■ **EXTRACT TO READ**:
-------------------------
This time, the giveaway is even more flagrant, since the federal government is proposing to take on all the risk without even participating in any of the potential upside like Dixy did; whatever fake “profits” the corporate welfare queen, in this case Southern Companies, makes by overcharging its customers for “new” nuclear power it will get to keep to buy lead-lined private planes, US Senators, and such.  Ain’t bipartisanship grand?

Had KGON not long ago been bought out by Clear Channel and vanished into prerecorded obscurity, they would undoubtedly be dusting off “Nukes in the News.”

UPDATE: Alert Hag reader Jebbie reports that one of the WPPSS plants is still operating, # 2.  What an interesting name.  A later google search also revealed that there were only 5 WPPSS plants, not seven.  CHNN regrets the error, and will fire whoever was responsible when the hangover wears off.


  1. nailheadtom says:

    You meatballs that keep stressing the sensible solutions presented by the Euros for problems like health care seem to forget that they’re big on atomic electricity. France, the darling of the nouveau Yankee left, produces 80% of the electricity it generates to make brie and Camembert with nukes and 30% of all electrical power in the socially advanced EU is nuke. The US already produces almost 20% of its electricity with nuclear plants. And of course resource barren Japan relies on the splitting atom for 35% of its power in 53 reactors. The problems with nuclear power aren’t technical or even economic, they’re political. The Yucca Mountain Development Act was passed by the Congress and signed by President Bush in 2002 making development of Yucca Mountain the Law. Until Congress amends or changes the law, the Secretary of Energy is charged with pursuing development of Yucca Mountain as the Nation’s geologic repository. But neo-Mormon Harry Reid and others in almost totally federally owned Nevada have balked at using the area for waste disposal. You might say that they’re being greedy, trying to keep land they don’t even own from being legally developed to complete the nuclear industry that supplies so much of our energy. Pretty self-centered of them. And, as they say, here in the US, more people have been killed at Rolling Stones concerts than in nuclear events.


    • cocktailhag says:

      Somehow I knew you’d be a nuke lover, too, Tom, in addition to your many other charms. Is there any way the government could hand over money to corporate America that you wouldn’t like?

  2. dirigo says:

    Yucca may be a big fraud.

    This is from a New York Times review of a book on Yucca by John D’Agata:

    “After D’Agata explains the failed experiments and damning evidence that makes it impossible to believe Yucca can safely hold nuclear waste for anything close to the 10,000 years Congress is seeking, he spends pages trying to discover who settled on that figure anyway. Eventually he learns that the waste would really need to be stored for a million years or more, but that a panel recommended 10,000 years because it sounded more feasible. ‘It’s theatrical security,’ he’s told. ‘The preparations that are being made by the Department of Energy have no real chance of succeeding.’ The plans are merely a symbol of control.”
-------------------------
■ **DATASET EXCERPTS**:
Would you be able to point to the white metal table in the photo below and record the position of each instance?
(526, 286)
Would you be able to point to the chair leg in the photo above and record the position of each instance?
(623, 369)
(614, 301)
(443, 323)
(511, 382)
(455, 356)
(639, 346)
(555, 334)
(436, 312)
-------------------------
■ **CHALLENGE A**: Set down the passage of the nuclear power post that begins at the words "UPDATE: Alert Hag" and stops after the words "hangover wears off.".
■ **CHALLENGE B**: Substitute "table leg" for "chair leg" in the records, starting at the line that has "Would you be able to point to the chair" and stopping after the last line of the records. Give only those lines, with everything else unchanged.
The text and the records have no connection to each other.

■ **RESPONSE A**:
UPDATE: Alert Hag reader Jebbie reports that one of the WPPSS plants is still operating, # 2.  What an interesting name.  A later google search also revealed that there were only 5 WPPSS plants, not seven.  CHNN regrets the error, and will fire whoever was responsible when the hangover wears off.

■ **RESPONSE B**:
Would you be able to point to the table leg in the photo above and record the position of each instance?
(623, 369)
(614, 301)
(443, 323)
(511, 382)
(455, 356)
(639, 346)
(555, 334)
(436, 312)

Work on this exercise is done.